- İstenenler:
1. Erdoğan ile Kılıçdaroğlu ilişkisini ele alan yazıya göre Yenikapı buluşması hangi olayın ardından gerçekleşti?
2. Erdoğan ile Kılıçdaroğlu ilişkisi üzerine yazılmış yazıyı, son cümlesinden sonra kaldığı yerden devam ettirin.

- Verilen metin:
|---|

Erdoğan ve Kılıçdaroğlu ilişkisine kısa dipnot
Epey bir süredir Cumhurbaşkanı Tayyip Erdoğan’la CHP lideri Kemal Kılıçdaroğlu arasındaki ilişkilerin siyasi muarızlığın ötesinde adeta bir düşman kamplaşması ekseninde yürüdüğünü söylemek herhalde bir kehanet olmayacaktır.
Siyasi tarihimizde partiler arasında sürdürülen mücadelenin zaman zaman keskin virajlardan geçtiği, hatta maksadını aşan ifadelerin kullanıldığı bir gerçek. Ancak hiçbir dönemde siyaset dilinin bugün olduğu kadar kirlenmediğini de kayda geçmek gerekiyor.
Esas itibariyle belli dönemlerde siyaset dilinin keskinleşmesini toplum bir ölçüde tolere edebilmektedir, çünkü siyasetin doğası da bir noktaya kadar buna müsaittir. Ama şimdi gördüğümüz manzara ne yazık ki başka bir duruma işaret ediyor. Maalesef “illet-zillet”, “ihanet”, “dış gülerin içerideki uzantıları” benzeri söylemleri siyasi muarızlık kapsamında değerlendirmek ne yazık ki mümkün değildir.
Oysa biliyoruz ki geçmiş dönemlerde olduğu gibi AK Parti iktidarı döneminde de özellikle Erdoğan’la Kılıçdaroğlu arasındaki ilişkilerin siyasi mücadelenin sınırlarını aşan “kirli” bir dile bulaşmadan da sürdürülebildiği dönemler olmuştur. Bugünden geriye dönüp arşivlere baktığımızda bu konuda benzer sayısız örneği görebiliriz.
Bunun en net örneği tarihi değere sahip Yenikapı buluşmasıdır… 15 Temmuz FETÖ darbe girişiminin ardından bütün toplum kesimleriyle birlikte, o gün başta AK Parti lideri Tayyip Erdoğan olmak üzere CHP lideri Kılıçdaroğlu ve MHP lideri Bahçeli demokrasi ortak paydasında buluşarak Yenikapı’yı adeta bir demokrasi şölenine dönüştürebilmişlerdir. Demek ki istenirse iktidar ve muhalefet partileri, gerçekten ülkenin bekası söz konusu olduğunda tek yürek olabiliyorlarmış.

|---|

- Alıntılanan veriler:
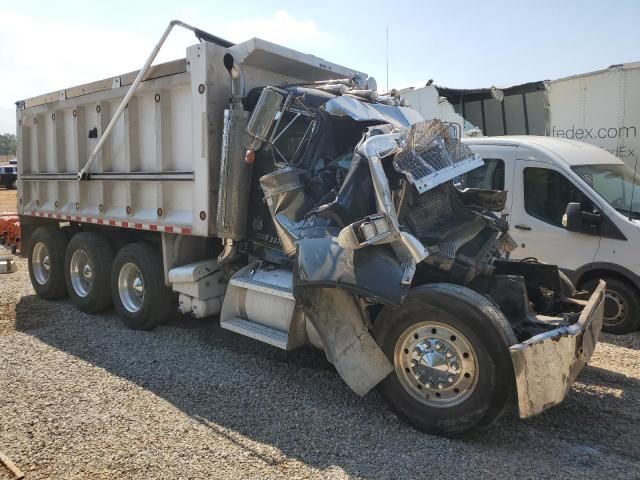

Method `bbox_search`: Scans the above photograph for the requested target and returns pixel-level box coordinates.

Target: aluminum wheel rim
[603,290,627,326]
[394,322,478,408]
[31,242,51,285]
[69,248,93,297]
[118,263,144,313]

|---|

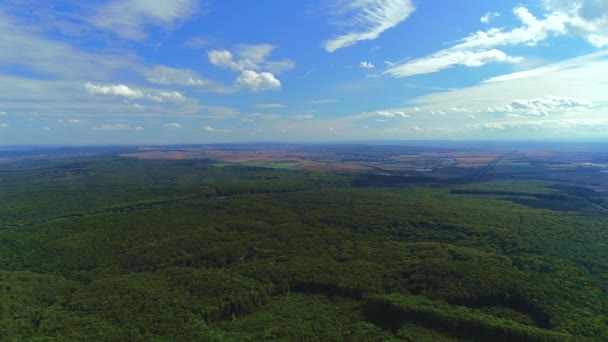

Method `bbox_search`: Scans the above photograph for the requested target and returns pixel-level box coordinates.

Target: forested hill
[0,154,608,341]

|---|

- Beklenen sonuçlar:
1. 15 Temmuz FETÖ darbe girişiminin ardından gerçekleşti.

2.
Bugünü ve yarını daha iyi değerlendirmek açısından arşivlere kısaca bakmakta yarar var.
25 Temmuz 2016- Cumhurbaşkanlığı Külliyesi’nde 2 saat 40 dakika süren liderler zirvesi… Cumhurbaşkanı Recep Tayyip Erdoğan, Başbakan Binali Yıldırım, CHP Genel Başkanı Kemal Kılıçdaroğlu ve MHP Genel Başkanı Devlet Bahçeli’nin yer aldığı zirve sonrası Kılıçdaroğlu bu zirveyi “Demokrasilerde uzlaşma önemli” şeklindeki ifadesiyle değerlendirmişti. Cumhurbaşkanı Erdoğan da zirvede Taksim mitingi vesilesiyle Kılıçdaroğlu’nu tebrik etmişti.
Anadolu Ajansı da zirvenin sıcak, samimi bir ortamda gerçekleştiği, darbe teşebbüsü sırasında liderlerin yaşadıklarını paylaştıkları bilgisini geçmişti.
Zirve sonrasında Cumhurbaşkanlığı Sözcüsü İbrahim Kalın’ın Anadolu Ajansına yaptığı açıklamada Erdoğan’ın 15 Temmuz gecesi darbeye karşı açık ve net bir duruş sergilemelerinden dolayı CHP lideri Kılıçdaroğlu ve MHP lideri Bahçeli’ye teşekkür ettiğini ifade etmişti.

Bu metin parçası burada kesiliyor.